**Prompt:**
Substitute "nonzero winding rule" for every occurrence of "even-odd rule" in the material below, and reproduce everything else unchanged.

--- start Record list ---

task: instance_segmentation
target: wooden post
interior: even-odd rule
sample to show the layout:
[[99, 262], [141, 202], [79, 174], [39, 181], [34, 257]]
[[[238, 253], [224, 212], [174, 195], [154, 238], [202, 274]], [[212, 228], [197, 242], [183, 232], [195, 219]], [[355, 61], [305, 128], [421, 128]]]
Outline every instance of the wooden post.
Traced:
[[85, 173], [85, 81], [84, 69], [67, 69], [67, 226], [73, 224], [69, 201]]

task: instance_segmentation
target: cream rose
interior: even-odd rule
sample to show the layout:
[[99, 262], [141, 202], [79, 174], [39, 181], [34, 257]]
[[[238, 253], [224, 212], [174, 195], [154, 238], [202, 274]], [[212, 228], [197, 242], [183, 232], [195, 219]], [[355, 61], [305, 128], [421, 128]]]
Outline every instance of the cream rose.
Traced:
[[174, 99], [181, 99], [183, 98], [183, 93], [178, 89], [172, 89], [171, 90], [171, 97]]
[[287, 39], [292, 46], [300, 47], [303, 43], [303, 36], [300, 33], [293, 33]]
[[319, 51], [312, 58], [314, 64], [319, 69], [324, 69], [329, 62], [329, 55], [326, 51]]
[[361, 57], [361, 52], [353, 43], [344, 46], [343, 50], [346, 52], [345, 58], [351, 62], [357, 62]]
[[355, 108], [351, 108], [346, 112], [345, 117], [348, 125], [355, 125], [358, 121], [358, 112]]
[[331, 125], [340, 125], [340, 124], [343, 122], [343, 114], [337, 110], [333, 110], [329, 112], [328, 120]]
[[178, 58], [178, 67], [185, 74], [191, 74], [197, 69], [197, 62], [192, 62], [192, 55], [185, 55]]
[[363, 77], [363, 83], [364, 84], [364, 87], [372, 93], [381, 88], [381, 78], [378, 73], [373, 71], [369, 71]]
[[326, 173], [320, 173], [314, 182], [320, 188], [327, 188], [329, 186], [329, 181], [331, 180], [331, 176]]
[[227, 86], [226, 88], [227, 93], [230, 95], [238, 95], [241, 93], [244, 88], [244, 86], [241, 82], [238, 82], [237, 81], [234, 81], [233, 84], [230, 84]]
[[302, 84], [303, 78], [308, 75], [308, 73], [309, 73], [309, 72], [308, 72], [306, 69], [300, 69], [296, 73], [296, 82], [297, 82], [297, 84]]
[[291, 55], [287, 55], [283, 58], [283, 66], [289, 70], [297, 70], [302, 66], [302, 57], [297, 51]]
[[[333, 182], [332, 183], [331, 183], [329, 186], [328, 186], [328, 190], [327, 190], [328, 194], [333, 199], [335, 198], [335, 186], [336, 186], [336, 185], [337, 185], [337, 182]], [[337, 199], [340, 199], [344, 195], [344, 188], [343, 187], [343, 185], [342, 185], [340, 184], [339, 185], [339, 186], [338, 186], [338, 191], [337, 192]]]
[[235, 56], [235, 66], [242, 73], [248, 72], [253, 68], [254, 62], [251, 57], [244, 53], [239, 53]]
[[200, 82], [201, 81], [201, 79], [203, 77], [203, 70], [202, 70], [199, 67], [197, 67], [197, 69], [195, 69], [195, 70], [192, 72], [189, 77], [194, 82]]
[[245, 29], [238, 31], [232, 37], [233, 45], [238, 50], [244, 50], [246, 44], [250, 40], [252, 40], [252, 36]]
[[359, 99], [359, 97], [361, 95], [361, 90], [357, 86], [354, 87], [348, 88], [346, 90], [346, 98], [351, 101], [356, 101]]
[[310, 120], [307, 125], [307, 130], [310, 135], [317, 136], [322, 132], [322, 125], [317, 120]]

--- end Record list ---

**The output:**
task: instance_segmentation
target: wooden post
interior: nonzero winding rule
sample to show the layout:
[[99, 262], [141, 202], [79, 174], [39, 181], [34, 257]]
[[[238, 253], [224, 212], [174, 195], [154, 238], [202, 274]], [[212, 228], [197, 242], [183, 232], [195, 219]], [[355, 61], [305, 128], [421, 128]]]
Outline every instance of the wooden post.
Traced:
[[85, 173], [85, 81], [84, 69], [67, 69], [67, 226], [73, 224], [69, 201]]

task: instance_segmentation
target: cream rose
interior: nonzero winding rule
sample to show the layout:
[[99, 262], [141, 202], [79, 174], [39, 181], [34, 257]]
[[[238, 253], [224, 212], [174, 195], [154, 238], [202, 274]], [[212, 228], [197, 242], [183, 232], [195, 219]], [[355, 61], [305, 128], [421, 128]]]
Outline every instance of the cream rose.
Traced:
[[174, 99], [181, 99], [183, 98], [183, 93], [178, 89], [172, 89], [171, 90], [171, 97]]
[[287, 39], [292, 46], [300, 47], [303, 43], [303, 36], [300, 33], [293, 33]]
[[319, 51], [312, 58], [314, 64], [319, 69], [324, 69], [329, 62], [329, 55], [326, 51]]
[[361, 57], [361, 52], [353, 43], [344, 46], [343, 50], [346, 52], [345, 58], [351, 62], [357, 62]]
[[355, 108], [351, 108], [346, 112], [345, 117], [348, 125], [355, 125], [358, 121], [358, 112]]
[[331, 125], [340, 125], [340, 124], [343, 122], [343, 114], [337, 110], [333, 110], [329, 112], [328, 120]]
[[178, 58], [178, 67], [185, 74], [191, 74], [197, 69], [197, 62], [192, 62], [192, 55], [185, 55]]
[[363, 77], [363, 83], [364, 84], [364, 87], [372, 93], [381, 88], [381, 78], [378, 73], [373, 71], [369, 71]]
[[326, 173], [320, 173], [314, 182], [320, 188], [327, 188], [329, 186], [329, 181], [331, 180], [331, 176]]
[[227, 86], [226, 88], [227, 93], [230, 95], [238, 95], [241, 93], [244, 88], [244, 86], [241, 82], [238, 82], [237, 81], [234, 81], [233, 84], [230, 84]]
[[302, 84], [303, 78], [308, 75], [308, 73], [309, 73], [309, 72], [308, 72], [306, 69], [300, 69], [296, 73], [296, 82], [297, 82], [297, 84]]
[[291, 55], [287, 55], [283, 58], [283, 66], [289, 70], [297, 70], [302, 66], [302, 57], [297, 51]]
[[[333, 182], [332, 183], [331, 183], [329, 186], [328, 186], [328, 190], [327, 190], [328, 194], [333, 199], [335, 198], [335, 186], [336, 186], [336, 185], [337, 185], [337, 182]], [[337, 199], [340, 199], [344, 195], [344, 188], [343, 187], [343, 185], [342, 185], [340, 184], [339, 185], [339, 186], [338, 186], [338, 191], [337, 192]]]
[[235, 56], [235, 66], [242, 73], [248, 72], [253, 68], [254, 62], [251, 57], [244, 53], [239, 53]]
[[200, 82], [201, 81], [201, 79], [203, 77], [203, 70], [202, 70], [199, 67], [197, 67], [197, 69], [195, 69], [195, 70], [192, 72], [189, 77], [194, 82]]
[[245, 29], [238, 31], [232, 37], [233, 45], [238, 50], [244, 50], [246, 44], [250, 40], [252, 40], [252, 36]]
[[359, 99], [359, 97], [361, 95], [361, 90], [357, 86], [354, 87], [348, 88], [346, 90], [346, 98], [351, 101], [356, 101]]
[[310, 120], [307, 125], [307, 130], [310, 135], [317, 136], [322, 132], [322, 125], [317, 120]]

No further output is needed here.